[Point-based annotation data]

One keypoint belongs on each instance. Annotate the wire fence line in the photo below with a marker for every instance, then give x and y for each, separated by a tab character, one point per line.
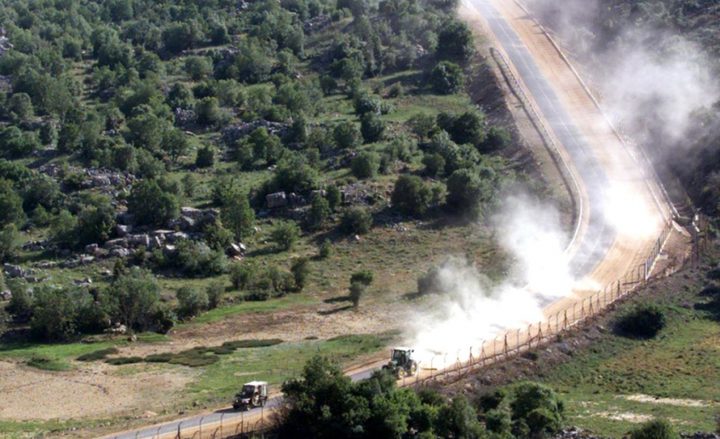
514	342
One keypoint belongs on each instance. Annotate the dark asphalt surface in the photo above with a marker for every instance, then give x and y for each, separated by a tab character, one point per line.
594	245
599	236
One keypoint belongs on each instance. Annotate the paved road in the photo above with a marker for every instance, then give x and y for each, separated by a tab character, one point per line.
593	245
228	417
599	236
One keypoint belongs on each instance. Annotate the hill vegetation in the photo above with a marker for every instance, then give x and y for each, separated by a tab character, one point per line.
205	139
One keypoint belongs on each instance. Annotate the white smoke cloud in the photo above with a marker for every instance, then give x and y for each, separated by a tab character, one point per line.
470	309
651	81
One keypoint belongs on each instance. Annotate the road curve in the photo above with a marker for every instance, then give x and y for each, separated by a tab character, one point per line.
597	241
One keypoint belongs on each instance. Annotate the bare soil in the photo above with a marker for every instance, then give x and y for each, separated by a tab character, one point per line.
94	391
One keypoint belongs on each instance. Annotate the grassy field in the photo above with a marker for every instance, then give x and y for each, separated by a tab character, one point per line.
611	383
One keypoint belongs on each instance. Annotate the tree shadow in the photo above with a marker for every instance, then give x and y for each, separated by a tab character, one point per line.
335	310
337	299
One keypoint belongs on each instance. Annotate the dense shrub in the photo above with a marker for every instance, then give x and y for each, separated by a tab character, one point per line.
656	429
365	165
643	321
191	301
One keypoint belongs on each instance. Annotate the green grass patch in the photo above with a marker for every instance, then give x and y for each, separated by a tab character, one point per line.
48	363
275	364
611	385
285	302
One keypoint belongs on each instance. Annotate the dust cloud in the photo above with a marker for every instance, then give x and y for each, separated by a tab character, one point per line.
652	82
470	309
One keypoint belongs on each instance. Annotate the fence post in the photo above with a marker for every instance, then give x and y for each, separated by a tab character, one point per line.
221	418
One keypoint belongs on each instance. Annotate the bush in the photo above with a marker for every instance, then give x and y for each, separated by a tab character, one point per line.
152	205
197	259
319	212
285	235
205	157
364	277
215	292
411	195
191	301
346	135
372	127
656	429
356	220
643	321
365	165
447	78
325	249
241	275
434	164
300	270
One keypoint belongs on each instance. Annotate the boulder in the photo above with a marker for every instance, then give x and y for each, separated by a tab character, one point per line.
119	252
123	230
236	250
142	239
15	271
276	200
118	242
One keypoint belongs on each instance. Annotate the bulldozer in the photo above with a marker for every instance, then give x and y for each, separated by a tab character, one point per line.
401	363
253	394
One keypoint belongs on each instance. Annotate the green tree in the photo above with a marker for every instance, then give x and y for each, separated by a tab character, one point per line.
434	164
11	209
539	407
96	222
422	125
365	165
655	429
346	135
215	292
208	111
447	78
643	321
237	214
334	197
9	242
242	275
198	67
20	107
133	298
372	127
364	277
459	420
285	235
411	195
191	301
467	191
151	205
300	270
146	130
319	212
205	157
54	314
176	144
63	228
455	42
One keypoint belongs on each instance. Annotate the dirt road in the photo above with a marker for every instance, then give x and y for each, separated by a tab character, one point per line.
622	211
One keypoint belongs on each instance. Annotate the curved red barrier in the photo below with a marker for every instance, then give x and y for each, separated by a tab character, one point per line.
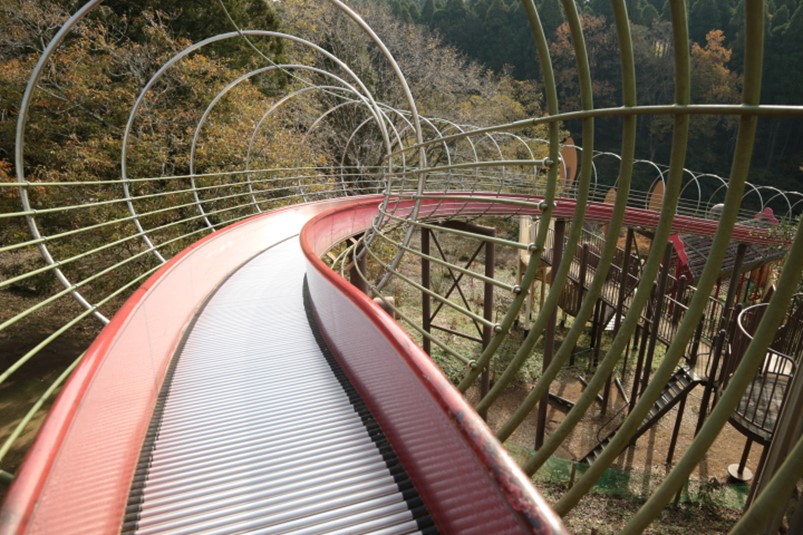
76	476
462	473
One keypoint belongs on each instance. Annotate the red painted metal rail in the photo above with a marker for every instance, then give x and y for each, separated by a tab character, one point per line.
77	475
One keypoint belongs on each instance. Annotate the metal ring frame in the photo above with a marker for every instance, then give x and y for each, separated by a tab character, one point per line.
505	188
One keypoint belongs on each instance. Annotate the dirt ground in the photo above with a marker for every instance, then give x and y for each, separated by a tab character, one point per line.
711	499
598	513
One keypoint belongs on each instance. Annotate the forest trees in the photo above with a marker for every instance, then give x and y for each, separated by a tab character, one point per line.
80	111
496	33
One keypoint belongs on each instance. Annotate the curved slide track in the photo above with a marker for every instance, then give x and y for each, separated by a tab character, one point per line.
210	403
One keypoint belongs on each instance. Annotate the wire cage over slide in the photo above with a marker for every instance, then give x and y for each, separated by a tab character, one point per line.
150	167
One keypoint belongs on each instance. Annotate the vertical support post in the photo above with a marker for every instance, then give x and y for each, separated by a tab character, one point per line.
620	303
549	334
660	295
582	277
426	282
357	269
730	298
642	347
487	314
670	455
695	345
678	306
710	384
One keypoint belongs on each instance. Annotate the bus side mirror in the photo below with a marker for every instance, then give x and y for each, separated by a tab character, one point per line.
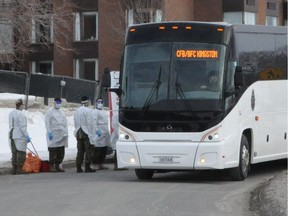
238	77
118	91
106	79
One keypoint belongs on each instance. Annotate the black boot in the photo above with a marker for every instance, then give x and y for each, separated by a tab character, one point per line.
88	168
52	168
14	169
79	169
58	168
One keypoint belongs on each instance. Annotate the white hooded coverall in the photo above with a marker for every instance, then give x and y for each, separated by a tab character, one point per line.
56	122
18	121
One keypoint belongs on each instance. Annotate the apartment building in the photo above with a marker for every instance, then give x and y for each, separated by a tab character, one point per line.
97	29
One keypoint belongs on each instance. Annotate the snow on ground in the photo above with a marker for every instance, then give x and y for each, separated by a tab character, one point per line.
36	127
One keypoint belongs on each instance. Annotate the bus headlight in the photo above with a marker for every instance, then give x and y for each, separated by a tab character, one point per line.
124	135
212	135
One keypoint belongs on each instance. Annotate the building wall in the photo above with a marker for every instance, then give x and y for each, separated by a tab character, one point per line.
63	59
180	10
261	15
111	29
111	35
208	10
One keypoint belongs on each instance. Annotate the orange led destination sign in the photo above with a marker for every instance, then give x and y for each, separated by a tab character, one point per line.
197	53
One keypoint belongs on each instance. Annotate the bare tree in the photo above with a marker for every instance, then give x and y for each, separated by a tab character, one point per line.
27	22
128	12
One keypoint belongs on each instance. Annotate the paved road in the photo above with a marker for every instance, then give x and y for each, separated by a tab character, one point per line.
111	193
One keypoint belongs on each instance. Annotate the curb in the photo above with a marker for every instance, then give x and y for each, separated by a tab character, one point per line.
270	197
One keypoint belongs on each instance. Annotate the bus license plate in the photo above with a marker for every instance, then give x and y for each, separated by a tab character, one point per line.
165	159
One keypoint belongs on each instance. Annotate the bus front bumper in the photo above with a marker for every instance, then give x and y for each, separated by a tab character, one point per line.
173	156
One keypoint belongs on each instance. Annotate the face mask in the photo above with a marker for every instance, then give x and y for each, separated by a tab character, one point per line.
57	106
99	106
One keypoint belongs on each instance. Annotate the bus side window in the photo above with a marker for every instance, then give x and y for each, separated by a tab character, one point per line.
230	87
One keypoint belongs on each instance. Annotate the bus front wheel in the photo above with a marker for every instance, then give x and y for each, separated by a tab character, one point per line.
240	173
144	174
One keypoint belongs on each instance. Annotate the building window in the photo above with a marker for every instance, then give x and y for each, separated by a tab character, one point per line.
42	31
143	16
233	17
6	37
86	69
249	18
271	6
44	67
271	21
250	2
86	26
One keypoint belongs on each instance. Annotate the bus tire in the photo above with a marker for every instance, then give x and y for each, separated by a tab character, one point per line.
240	173
144	174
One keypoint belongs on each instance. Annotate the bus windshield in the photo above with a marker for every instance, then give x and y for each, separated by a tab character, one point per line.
173	76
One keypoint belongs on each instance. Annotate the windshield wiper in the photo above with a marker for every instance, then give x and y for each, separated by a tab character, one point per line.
154	90
180	92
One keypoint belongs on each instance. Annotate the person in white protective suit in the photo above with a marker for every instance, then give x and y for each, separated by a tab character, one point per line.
101	137
83	133
19	137
57	135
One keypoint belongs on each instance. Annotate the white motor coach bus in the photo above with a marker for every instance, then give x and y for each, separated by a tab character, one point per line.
173	117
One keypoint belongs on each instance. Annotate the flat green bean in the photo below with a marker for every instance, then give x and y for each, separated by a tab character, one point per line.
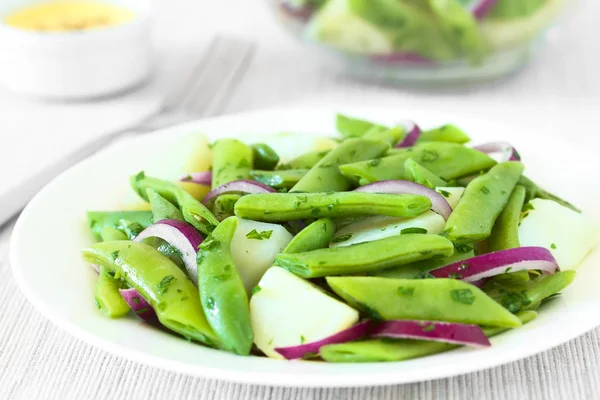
305	161
350	127
169	291
505	233
98	220
376	350
162	208
279	179
420	269
274	207
481	204
232	161
445	133
193	211
515	296
106	292
222	291
366	257
447	160
439	299
325	175
315	236
390	136
415	172
264	156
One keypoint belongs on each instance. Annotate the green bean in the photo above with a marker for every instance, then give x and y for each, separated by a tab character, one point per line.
315	236
390	136
280	179
169	291
528	295
224	205
365	257
162	208
420	269
445	133
264	156
439	299
106	292
193	211
484	199
376	350
305	161
274	207
222	291
447	160
505	233
98	220
325	175
232	161
415	172
350	127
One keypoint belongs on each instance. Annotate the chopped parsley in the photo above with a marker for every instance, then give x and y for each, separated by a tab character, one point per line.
163	286
413	230
464	296
254	234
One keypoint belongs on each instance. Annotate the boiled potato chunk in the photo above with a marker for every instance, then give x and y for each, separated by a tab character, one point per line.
287	311
569	235
254	247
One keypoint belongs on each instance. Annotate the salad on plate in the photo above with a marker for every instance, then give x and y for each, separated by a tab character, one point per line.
383	243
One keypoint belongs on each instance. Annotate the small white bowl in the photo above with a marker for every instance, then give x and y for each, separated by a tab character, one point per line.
76	65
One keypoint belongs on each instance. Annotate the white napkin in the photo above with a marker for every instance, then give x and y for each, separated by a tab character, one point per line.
34	134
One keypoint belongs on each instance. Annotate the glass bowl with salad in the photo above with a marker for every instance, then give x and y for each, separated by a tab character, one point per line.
423	40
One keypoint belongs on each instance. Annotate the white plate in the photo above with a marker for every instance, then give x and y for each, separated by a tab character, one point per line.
46	244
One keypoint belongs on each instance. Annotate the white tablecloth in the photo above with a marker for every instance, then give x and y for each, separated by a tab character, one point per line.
558	94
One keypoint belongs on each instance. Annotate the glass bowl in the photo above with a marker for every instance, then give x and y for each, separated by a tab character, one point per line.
422	41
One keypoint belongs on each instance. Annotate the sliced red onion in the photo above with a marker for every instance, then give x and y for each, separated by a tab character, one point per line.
353	333
201	178
242	186
180	235
499	262
447	332
509	153
400	58
438	203
302	13
138	304
414	132
481	8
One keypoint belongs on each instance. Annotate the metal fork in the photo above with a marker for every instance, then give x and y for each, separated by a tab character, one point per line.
203	93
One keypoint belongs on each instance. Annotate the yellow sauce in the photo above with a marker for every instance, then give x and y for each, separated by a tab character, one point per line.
68	16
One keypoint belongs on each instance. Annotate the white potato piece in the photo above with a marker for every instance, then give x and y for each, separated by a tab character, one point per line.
569	235
381	227
252	257
453	194
289	311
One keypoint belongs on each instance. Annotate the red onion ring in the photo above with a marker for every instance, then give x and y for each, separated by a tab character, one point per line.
241	186
499	262
414	132
180	235
438	203
446	332
201	178
353	333
138	304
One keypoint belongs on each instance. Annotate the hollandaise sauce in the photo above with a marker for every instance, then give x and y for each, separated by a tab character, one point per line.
69	16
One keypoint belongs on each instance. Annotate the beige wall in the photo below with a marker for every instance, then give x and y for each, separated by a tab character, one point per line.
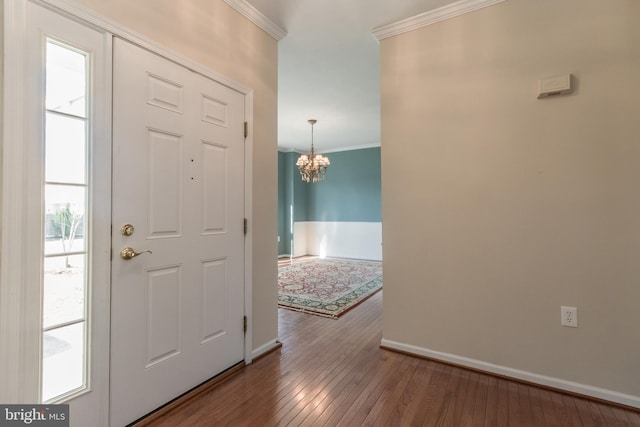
499	208
213	34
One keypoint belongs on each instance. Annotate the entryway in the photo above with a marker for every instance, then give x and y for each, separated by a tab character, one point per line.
177	300
128	281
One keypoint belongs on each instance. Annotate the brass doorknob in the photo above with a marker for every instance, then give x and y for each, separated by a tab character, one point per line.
128	253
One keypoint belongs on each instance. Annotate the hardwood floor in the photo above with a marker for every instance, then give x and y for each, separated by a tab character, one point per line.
333	373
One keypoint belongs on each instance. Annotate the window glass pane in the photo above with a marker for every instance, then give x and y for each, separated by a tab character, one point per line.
65	149
64	219
66	80
64	278
63	360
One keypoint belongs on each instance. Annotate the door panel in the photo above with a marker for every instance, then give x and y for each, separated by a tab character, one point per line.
178	178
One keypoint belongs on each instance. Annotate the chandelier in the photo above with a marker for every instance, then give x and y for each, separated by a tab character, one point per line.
312	166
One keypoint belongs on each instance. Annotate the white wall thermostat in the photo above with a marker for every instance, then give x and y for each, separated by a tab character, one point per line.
553	86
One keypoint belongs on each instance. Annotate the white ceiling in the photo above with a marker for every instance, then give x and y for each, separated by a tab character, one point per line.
328	68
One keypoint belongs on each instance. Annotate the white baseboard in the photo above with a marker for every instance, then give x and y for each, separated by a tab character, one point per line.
556	383
265	348
358	240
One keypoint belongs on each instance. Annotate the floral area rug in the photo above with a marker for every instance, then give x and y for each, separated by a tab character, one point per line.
327	287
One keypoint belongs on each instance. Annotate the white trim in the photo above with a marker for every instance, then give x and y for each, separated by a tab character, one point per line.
265	348
89	16
14	326
334	150
431	17
255	16
248	238
86	15
557	383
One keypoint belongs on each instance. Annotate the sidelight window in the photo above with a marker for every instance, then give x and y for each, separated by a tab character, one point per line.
65	283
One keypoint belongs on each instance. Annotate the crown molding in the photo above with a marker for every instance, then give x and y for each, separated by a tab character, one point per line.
427	18
255	16
335	150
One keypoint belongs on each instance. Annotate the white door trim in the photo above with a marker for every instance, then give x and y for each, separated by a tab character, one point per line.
19	332
20	383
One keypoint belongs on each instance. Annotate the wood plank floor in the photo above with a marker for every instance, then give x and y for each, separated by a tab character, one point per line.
333	373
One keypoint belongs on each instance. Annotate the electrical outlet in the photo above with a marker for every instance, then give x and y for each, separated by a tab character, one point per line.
569	316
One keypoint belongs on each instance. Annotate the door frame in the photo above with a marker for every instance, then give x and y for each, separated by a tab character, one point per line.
19	328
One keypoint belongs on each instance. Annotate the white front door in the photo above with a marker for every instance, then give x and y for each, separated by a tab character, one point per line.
178	180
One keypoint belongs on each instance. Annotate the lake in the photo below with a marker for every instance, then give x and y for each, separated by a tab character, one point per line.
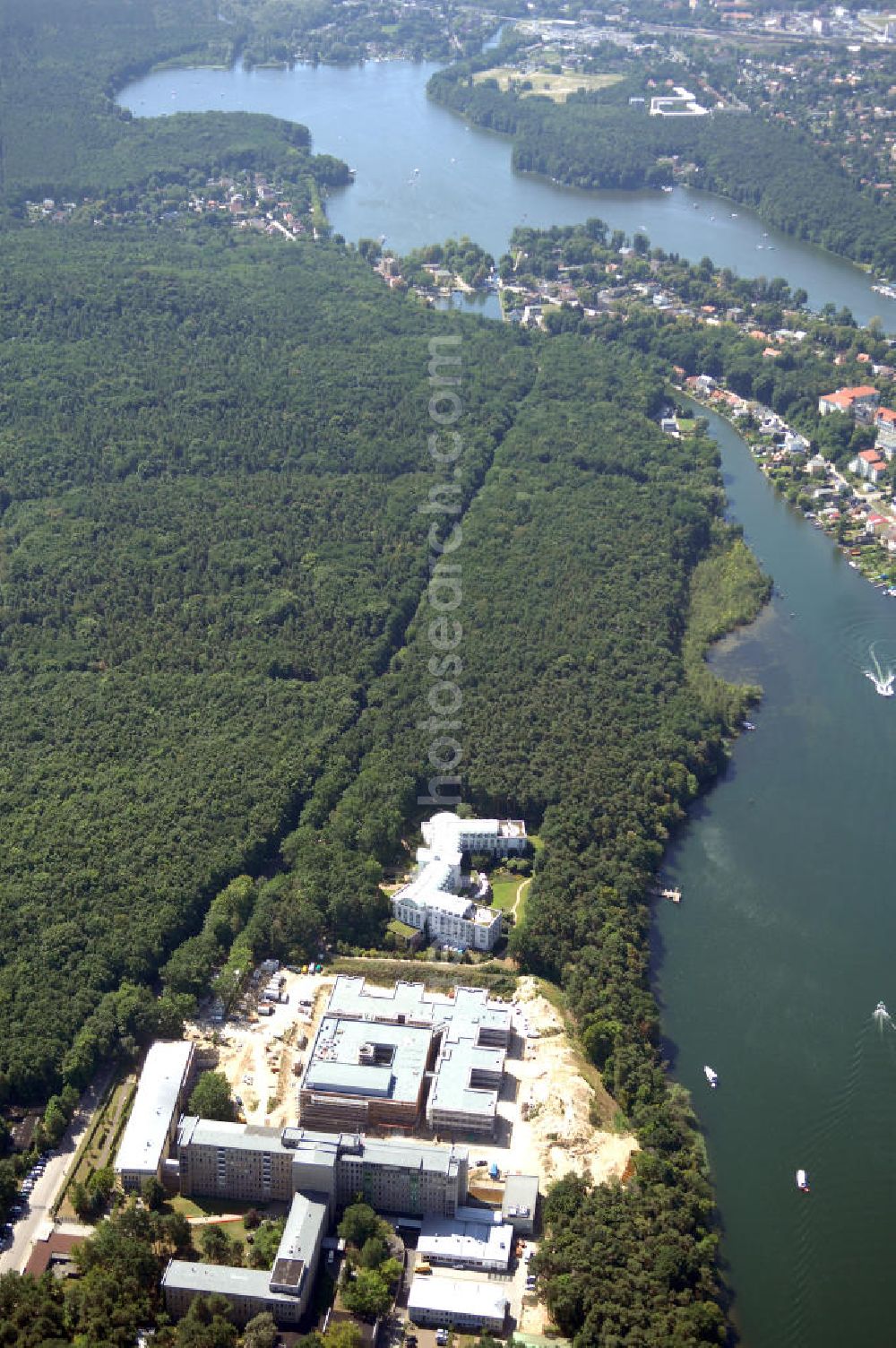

• Exercise task
Only what runs from the line containing "One keypoint belongs on each instance. Annotate the door frame" through the end of the entries above should be extracted, exactly and without pictures.

• Result of the task
One keypoint belongs on each instance. Annotate the door frame in the photo above with a marker for every instance, then give x and y for each, separated by a tab character, one point per line.
19	328
One keypoint belongs on each instance. Annotate the white front door in the photo above with a marker for every instance, then give x and y for each, separated by a tab character, one point per line.
178	180
One keypoint belongs on each instance. Annotate the lake in the photo below with a marker for every instance, then give x and y for each, separated by a tab character, one point per line.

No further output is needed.